*Exercise directions*
Count how many lines in the items below contain the string "boat", treating uppercase and lowercase as different, and reply with only that number.

*Recorded information*
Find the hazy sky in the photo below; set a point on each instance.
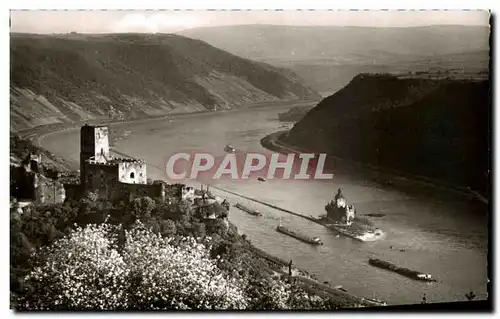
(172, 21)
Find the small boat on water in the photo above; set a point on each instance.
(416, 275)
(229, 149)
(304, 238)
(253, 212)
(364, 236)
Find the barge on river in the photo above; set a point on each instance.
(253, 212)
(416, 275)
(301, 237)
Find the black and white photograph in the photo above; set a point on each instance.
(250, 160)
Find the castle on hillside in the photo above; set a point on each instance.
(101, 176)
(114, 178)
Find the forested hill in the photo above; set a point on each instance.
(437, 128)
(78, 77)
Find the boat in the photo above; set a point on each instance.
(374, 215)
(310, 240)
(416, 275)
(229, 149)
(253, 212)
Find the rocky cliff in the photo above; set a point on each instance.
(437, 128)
--
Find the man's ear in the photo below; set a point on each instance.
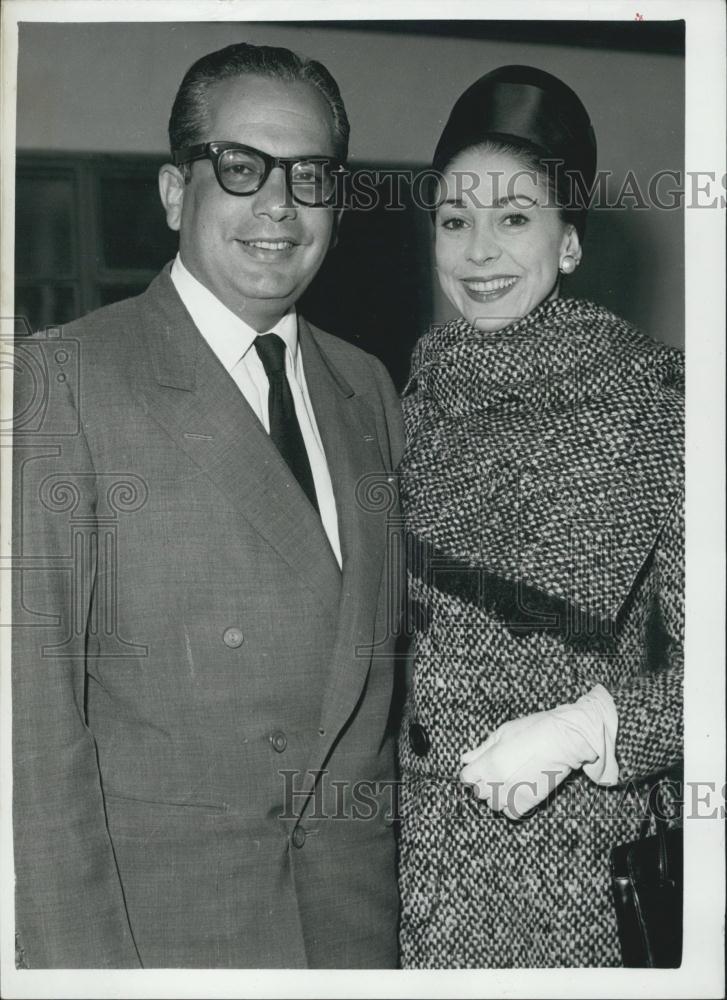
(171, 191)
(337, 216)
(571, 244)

*Answer to this exercise*
2